Directive: Return, unchanged, the lines of the records below that run from the line containing "point: man's neck" up to and including the final line.

++++ Data section

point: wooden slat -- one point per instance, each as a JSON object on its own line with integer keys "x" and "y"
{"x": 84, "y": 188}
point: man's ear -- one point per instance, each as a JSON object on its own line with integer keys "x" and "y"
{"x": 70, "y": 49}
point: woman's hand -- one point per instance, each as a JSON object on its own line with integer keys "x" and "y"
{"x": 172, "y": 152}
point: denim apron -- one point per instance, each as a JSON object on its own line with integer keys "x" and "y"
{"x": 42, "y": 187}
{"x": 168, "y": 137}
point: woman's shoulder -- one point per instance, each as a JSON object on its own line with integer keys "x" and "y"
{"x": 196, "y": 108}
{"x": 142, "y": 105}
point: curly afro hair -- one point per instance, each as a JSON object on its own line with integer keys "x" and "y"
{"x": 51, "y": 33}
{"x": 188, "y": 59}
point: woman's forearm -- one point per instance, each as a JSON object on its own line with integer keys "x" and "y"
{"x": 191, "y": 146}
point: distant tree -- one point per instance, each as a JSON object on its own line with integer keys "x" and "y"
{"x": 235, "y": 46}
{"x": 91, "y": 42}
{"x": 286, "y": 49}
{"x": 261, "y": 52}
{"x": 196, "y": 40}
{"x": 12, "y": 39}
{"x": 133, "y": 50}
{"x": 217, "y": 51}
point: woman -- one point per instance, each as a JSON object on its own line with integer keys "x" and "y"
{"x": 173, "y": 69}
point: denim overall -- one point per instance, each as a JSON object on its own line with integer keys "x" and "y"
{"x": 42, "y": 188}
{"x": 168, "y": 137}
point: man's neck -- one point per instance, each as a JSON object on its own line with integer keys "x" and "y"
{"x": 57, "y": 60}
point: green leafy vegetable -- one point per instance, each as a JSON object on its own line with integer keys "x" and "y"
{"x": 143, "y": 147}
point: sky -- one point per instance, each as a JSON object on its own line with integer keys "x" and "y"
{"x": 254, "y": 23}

++++++++

Worked answer:
point: man's neck -- one point per instance, each as a JSON object on its own line with integer keys "x" and "y"
{"x": 57, "y": 60}
point: green leafy vegetable -- one point per instance, each as a JSON object on its own line with integer keys "x" and "y"
{"x": 143, "y": 147}
point: sky -- one point per instance, each as a JSON object on its own line with integer keys "x" and "y"
{"x": 254, "y": 23}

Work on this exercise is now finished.